YOUR OBJECTIVE
Nothing but the lines from the one with "One marker per instance of the fire pit table in" down to the one with "One marker per instance of the potted" should be returned, exactly and with both ends included, from the material below.
--- START ---
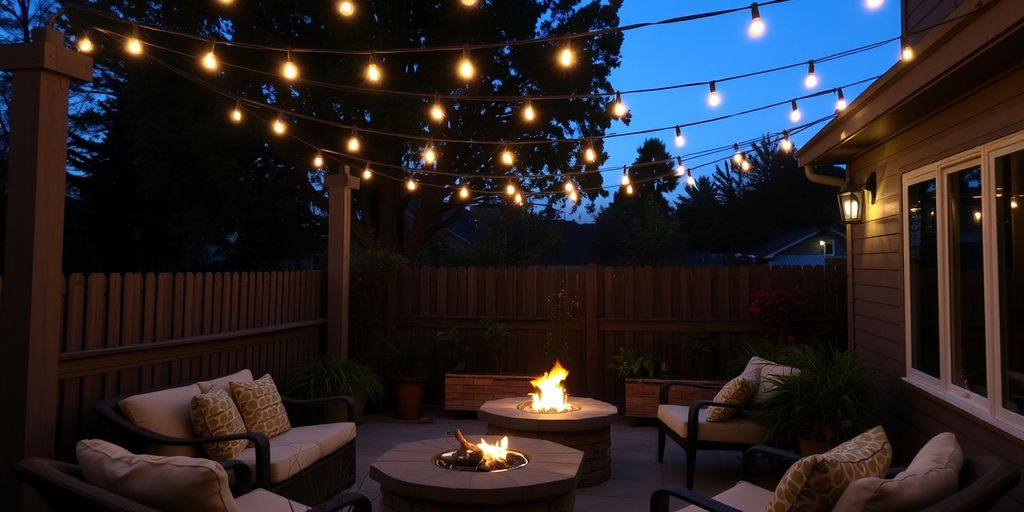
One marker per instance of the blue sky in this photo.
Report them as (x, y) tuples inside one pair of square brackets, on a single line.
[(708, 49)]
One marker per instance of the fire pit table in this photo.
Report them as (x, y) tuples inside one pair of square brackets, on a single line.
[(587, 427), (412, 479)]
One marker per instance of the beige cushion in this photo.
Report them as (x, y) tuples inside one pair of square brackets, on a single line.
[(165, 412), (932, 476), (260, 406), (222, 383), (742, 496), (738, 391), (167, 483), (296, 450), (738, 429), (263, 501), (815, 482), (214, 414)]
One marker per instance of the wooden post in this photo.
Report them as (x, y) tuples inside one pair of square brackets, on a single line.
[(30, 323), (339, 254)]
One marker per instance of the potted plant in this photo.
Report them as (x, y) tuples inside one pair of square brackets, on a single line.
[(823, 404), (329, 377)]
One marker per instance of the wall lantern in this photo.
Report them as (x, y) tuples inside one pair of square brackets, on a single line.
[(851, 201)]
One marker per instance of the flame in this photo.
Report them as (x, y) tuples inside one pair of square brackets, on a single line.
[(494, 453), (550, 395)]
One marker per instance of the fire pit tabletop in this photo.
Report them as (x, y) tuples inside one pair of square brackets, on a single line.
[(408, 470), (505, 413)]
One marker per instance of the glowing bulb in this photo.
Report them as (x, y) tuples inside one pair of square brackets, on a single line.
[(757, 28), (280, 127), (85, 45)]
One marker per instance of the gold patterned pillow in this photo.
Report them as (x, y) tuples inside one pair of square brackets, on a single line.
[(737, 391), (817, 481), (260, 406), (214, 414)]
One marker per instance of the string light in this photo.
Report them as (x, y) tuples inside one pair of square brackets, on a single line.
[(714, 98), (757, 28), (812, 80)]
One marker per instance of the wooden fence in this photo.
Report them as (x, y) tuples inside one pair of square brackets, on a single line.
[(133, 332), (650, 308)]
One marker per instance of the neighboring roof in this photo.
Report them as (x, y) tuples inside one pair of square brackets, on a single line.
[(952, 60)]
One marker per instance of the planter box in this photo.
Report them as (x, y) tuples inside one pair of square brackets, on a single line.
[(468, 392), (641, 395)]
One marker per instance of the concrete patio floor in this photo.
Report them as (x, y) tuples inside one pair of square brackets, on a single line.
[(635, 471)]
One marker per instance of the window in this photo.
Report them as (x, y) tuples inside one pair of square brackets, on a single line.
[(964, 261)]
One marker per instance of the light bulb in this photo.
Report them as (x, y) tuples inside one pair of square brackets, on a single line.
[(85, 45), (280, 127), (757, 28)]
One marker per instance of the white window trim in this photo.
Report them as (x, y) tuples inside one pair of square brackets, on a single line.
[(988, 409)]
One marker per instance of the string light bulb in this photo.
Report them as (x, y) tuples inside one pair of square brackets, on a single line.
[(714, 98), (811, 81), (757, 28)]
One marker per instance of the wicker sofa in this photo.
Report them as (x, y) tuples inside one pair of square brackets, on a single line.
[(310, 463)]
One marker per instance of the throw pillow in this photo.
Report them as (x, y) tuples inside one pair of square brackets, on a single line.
--- END ---
ANSWER AREA
One marker per instance of the fire pit table in this photo.
Report them as (x, y) tuples inside one pair of square brackets, on a single line.
[(587, 427), (412, 479)]
One marker per instance of the beige cushion in this photo.
Report them as (x, y) tuples inside one pair of square brackets, on a single line.
[(165, 412), (932, 476), (260, 406), (222, 383), (742, 496), (738, 391), (167, 483), (296, 450), (738, 429), (263, 501), (815, 482), (214, 414)]
One marker per instance of the wooden post in this photo.
Report them as (x, y) tuples inside one pair of square brackets, on a single line.
[(30, 323), (339, 254)]
One marker per instance of the potted plant in this photo.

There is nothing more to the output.